→ **Text excerpt**
REGULATORY ENVIRONMENT
 
The Utilities’ operations in North Carolina, South Carolina and Florida are regulated by the NCUC, the SCPSC and the FPSC, respectively. The Utilities are also subject to regulation by the FERC, the NRC and other federal and state agencies common to the utility business. As a result of regulation, many of the fundamental business decisions, as well as the rate of return the Utilities are permitted to earn, are subject to the approval of one or more of these governmental agencies.
 
To our knowledge, there is currently no enacted or proposed legislation in North Carolina, South Carolina or Florida that would give retail ratepayers the right to choose their electricity provider or otherwise restructure or deregulate the electric industry. We cannot anticipate when, or if, any of these states will move to increase retail competition in the electric industry.
 
Current retail rate matters affected by state regulatory authorities are discussed in Notes 3A and 3B. This discussion identifies specific retail rate matters, the status of the issues and the associated effects on our consolidated financial statements.

→ **Tasks to perform**
• a. Reproduce the regulatory environment text above in full, word for word.
• b. In the rows below, identify every line containing the word "hair" and copy each of those lines.

→ **Provided records**
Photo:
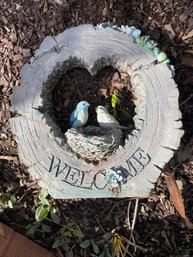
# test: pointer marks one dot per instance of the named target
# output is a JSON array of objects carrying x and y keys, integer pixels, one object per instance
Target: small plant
[
  {"x": 113, "y": 104},
  {"x": 7, "y": 200},
  {"x": 44, "y": 207}
]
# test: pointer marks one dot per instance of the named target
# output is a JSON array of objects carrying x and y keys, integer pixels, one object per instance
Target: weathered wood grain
[{"x": 148, "y": 147}]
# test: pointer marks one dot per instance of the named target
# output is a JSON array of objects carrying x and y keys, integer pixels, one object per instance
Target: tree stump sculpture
[{"x": 148, "y": 147}]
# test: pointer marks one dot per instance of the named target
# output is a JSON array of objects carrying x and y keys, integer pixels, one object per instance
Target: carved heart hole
[{"x": 77, "y": 85}]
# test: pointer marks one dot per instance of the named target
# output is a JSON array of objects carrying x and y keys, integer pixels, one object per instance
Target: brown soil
[{"x": 23, "y": 25}]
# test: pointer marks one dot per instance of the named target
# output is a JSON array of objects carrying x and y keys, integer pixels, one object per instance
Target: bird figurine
[
  {"x": 106, "y": 120},
  {"x": 79, "y": 116}
]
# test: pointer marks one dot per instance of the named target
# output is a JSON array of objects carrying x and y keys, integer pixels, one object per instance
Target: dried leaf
[
  {"x": 177, "y": 198},
  {"x": 175, "y": 195}
]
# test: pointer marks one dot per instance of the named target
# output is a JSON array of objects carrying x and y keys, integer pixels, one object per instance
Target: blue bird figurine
[{"x": 79, "y": 116}]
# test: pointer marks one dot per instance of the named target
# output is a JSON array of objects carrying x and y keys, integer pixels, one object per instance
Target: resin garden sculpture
[{"x": 98, "y": 161}]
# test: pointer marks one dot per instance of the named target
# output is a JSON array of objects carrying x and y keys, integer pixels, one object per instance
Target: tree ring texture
[{"x": 148, "y": 147}]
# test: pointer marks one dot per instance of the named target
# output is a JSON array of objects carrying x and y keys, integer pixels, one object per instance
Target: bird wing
[{"x": 73, "y": 117}]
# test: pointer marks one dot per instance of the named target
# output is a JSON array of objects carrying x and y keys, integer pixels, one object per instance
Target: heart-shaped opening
[{"x": 77, "y": 84}]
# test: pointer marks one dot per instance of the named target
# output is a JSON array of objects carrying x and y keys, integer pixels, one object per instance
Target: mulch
[{"x": 23, "y": 25}]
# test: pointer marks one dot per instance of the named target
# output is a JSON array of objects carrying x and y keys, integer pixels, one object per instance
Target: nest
[{"x": 93, "y": 143}]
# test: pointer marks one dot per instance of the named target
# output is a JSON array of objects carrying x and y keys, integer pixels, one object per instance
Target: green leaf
[
  {"x": 57, "y": 243},
  {"x": 55, "y": 218},
  {"x": 31, "y": 229},
  {"x": 10, "y": 205},
  {"x": 46, "y": 228},
  {"x": 85, "y": 244},
  {"x": 67, "y": 234},
  {"x": 95, "y": 247},
  {"x": 13, "y": 199},
  {"x": 107, "y": 236},
  {"x": 78, "y": 233},
  {"x": 65, "y": 246},
  {"x": 43, "y": 193},
  {"x": 41, "y": 213},
  {"x": 113, "y": 100},
  {"x": 44, "y": 201}
]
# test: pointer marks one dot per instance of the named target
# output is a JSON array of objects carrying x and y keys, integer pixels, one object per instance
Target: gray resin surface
[{"x": 148, "y": 147}]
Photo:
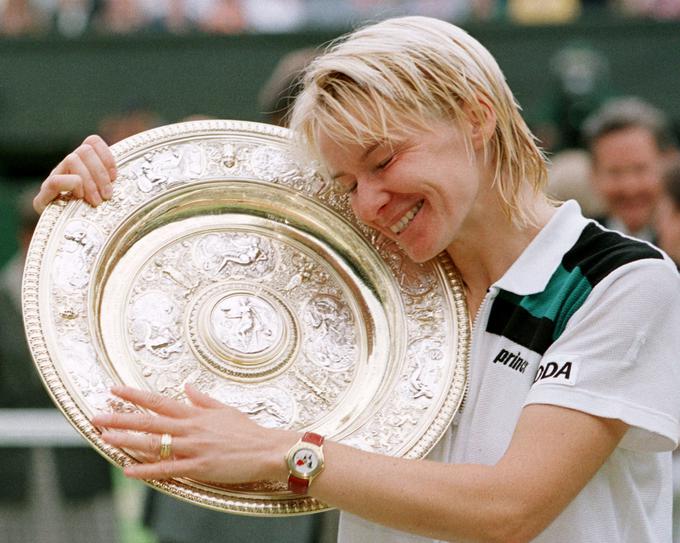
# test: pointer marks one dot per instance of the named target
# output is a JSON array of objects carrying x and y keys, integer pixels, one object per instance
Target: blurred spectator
[
  {"x": 135, "y": 118},
  {"x": 629, "y": 141},
  {"x": 121, "y": 16},
  {"x": 579, "y": 84},
  {"x": 19, "y": 17},
  {"x": 71, "y": 18},
  {"x": 569, "y": 179},
  {"x": 543, "y": 11},
  {"x": 220, "y": 16},
  {"x": 47, "y": 495},
  {"x": 274, "y": 15},
  {"x": 283, "y": 85},
  {"x": 657, "y": 9}
]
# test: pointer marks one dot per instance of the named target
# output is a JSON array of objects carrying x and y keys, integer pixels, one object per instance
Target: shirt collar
[
  {"x": 533, "y": 269},
  {"x": 646, "y": 233}
]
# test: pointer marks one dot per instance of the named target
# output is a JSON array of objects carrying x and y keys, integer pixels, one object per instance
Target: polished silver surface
[{"x": 222, "y": 262}]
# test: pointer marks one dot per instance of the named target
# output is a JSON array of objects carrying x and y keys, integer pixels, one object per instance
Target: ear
[{"x": 482, "y": 117}]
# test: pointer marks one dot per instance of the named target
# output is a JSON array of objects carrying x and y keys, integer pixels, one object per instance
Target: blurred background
[{"x": 69, "y": 68}]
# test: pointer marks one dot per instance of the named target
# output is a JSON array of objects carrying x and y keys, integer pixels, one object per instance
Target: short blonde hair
[{"x": 413, "y": 69}]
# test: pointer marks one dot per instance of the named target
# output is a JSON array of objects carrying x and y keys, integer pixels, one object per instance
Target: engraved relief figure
[
  {"x": 427, "y": 356},
  {"x": 246, "y": 323},
  {"x": 415, "y": 279},
  {"x": 221, "y": 253},
  {"x": 330, "y": 344},
  {"x": 76, "y": 254},
  {"x": 269, "y": 406},
  {"x": 82, "y": 366},
  {"x": 170, "y": 166},
  {"x": 153, "y": 324}
]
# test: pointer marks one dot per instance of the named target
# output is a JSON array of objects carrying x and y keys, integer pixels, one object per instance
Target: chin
[{"x": 419, "y": 256}]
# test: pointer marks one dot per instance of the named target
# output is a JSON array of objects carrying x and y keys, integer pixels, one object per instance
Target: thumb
[{"x": 200, "y": 399}]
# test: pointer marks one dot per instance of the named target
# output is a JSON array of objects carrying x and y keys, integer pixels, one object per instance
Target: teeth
[{"x": 399, "y": 226}]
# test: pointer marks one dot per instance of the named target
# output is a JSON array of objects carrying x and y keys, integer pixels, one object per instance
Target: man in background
[{"x": 629, "y": 142}]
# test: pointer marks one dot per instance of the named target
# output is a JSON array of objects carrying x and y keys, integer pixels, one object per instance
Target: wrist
[{"x": 277, "y": 467}]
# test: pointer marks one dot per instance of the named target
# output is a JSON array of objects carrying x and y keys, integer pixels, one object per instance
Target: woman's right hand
[{"x": 86, "y": 173}]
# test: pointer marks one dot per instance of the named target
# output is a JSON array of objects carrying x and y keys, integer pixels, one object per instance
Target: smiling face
[
  {"x": 419, "y": 189},
  {"x": 626, "y": 172}
]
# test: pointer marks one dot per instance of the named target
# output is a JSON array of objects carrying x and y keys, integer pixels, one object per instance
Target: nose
[{"x": 368, "y": 200}]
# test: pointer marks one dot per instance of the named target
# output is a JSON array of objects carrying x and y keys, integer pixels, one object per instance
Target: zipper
[{"x": 472, "y": 328}]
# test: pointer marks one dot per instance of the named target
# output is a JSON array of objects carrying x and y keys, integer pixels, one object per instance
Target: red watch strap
[
  {"x": 297, "y": 485},
  {"x": 311, "y": 437}
]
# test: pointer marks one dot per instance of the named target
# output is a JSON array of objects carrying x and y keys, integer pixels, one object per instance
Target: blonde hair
[{"x": 414, "y": 69}]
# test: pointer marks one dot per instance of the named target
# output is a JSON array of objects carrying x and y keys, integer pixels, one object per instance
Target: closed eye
[
  {"x": 346, "y": 186},
  {"x": 384, "y": 163}
]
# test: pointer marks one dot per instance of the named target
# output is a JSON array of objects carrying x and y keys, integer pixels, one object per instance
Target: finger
[
  {"x": 167, "y": 469},
  {"x": 53, "y": 186},
  {"x": 74, "y": 164},
  {"x": 104, "y": 151},
  {"x": 201, "y": 399},
  {"x": 99, "y": 172},
  {"x": 139, "y": 422},
  {"x": 147, "y": 444},
  {"x": 155, "y": 402}
]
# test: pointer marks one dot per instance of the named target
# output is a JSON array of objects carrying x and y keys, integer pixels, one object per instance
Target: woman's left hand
[{"x": 209, "y": 440}]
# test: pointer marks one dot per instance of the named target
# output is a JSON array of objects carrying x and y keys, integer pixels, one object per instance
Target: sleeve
[{"x": 619, "y": 356}]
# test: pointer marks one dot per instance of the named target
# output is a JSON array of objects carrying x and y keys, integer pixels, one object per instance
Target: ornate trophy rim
[{"x": 262, "y": 194}]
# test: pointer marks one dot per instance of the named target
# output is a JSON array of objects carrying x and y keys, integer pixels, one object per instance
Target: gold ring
[{"x": 166, "y": 447}]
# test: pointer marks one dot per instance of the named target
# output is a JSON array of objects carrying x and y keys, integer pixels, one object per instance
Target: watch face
[{"x": 305, "y": 461}]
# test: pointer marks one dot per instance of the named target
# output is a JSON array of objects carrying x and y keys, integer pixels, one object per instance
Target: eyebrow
[{"x": 363, "y": 157}]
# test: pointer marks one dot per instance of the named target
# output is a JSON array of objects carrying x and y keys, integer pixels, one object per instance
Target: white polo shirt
[{"x": 588, "y": 319}]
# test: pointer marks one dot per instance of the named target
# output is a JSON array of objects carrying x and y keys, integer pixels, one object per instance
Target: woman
[{"x": 572, "y": 408}]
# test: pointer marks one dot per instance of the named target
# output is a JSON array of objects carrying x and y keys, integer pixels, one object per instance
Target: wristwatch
[{"x": 305, "y": 462}]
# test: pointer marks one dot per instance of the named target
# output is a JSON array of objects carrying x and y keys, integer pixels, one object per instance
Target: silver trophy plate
[{"x": 224, "y": 262}]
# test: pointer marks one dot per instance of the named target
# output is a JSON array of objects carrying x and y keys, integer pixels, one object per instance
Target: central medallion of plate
[{"x": 243, "y": 330}]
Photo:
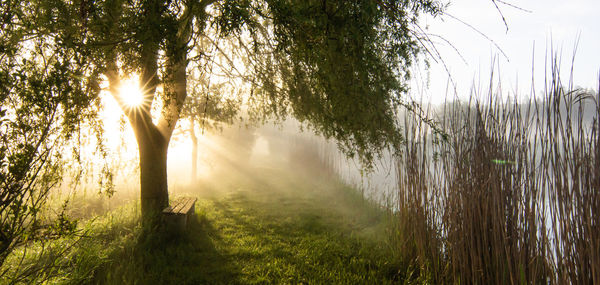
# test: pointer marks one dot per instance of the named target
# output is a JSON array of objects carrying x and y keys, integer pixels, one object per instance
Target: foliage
[
  {"x": 252, "y": 226},
  {"x": 47, "y": 89},
  {"x": 511, "y": 197}
]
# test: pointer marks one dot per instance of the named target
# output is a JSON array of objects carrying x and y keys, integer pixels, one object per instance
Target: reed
[{"x": 513, "y": 194}]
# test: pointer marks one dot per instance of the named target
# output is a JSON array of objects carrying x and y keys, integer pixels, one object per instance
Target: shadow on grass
[{"x": 189, "y": 258}]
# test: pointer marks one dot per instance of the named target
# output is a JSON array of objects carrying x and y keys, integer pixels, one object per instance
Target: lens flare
[{"x": 131, "y": 93}]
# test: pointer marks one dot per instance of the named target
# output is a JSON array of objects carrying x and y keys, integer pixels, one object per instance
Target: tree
[
  {"x": 44, "y": 96},
  {"x": 337, "y": 66},
  {"x": 206, "y": 110}
]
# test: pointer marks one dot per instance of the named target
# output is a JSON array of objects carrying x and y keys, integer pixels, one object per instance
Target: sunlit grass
[{"x": 261, "y": 225}]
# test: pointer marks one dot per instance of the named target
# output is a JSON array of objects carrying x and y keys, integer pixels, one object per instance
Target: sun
[{"x": 131, "y": 93}]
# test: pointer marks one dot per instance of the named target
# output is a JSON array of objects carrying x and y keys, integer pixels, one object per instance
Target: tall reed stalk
[{"x": 513, "y": 195}]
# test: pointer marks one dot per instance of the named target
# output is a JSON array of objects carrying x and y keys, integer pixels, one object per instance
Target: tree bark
[
  {"x": 194, "y": 152},
  {"x": 153, "y": 149}
]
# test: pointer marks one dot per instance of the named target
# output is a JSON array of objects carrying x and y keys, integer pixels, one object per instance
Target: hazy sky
[{"x": 551, "y": 23}]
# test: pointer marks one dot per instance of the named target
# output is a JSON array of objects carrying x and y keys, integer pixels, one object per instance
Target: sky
[{"x": 547, "y": 24}]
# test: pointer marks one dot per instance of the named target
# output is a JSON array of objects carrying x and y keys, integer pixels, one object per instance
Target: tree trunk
[
  {"x": 153, "y": 171},
  {"x": 194, "y": 152}
]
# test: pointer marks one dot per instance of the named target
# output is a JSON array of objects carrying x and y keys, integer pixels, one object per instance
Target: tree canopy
[{"x": 340, "y": 67}]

→ **Answer set**
• a.
REGULATORY ENVIRONMENT
 
The Utilities’ operations in North Carolina, South Carolina and Florida are regulated by the NCUC, the SCPSC and the FPSC, respectively. The Utilities are also subject to regulation by the FERC, the NRC and other federal and state agencies common to the utility business. As a result of regulation, many of the fundamental business decisions, as well as the rate of return the Utilities are permitted to earn, are subject to the approval of one or more of these governmental agencies.
 
To our knowledge, there is currently no enacted or proposed legislation in North Carolina, South Carolina or Florida that would give retail ratepayers the right to choose their electricity provider or otherwise restructure or deregulate the electric industry. We cannot anticipate when, or if, any of these states will move to increase retail competition in the electric industry.
 
Current retail rate matters affected by state regulatory authorities are discussed in Notes 3A and 3B. This discussion identifies specific retail rate matters, the status of the issues and the associated effects on our consolidated financial statements.

• b.
Target: short blonde hair
Target: blonde hair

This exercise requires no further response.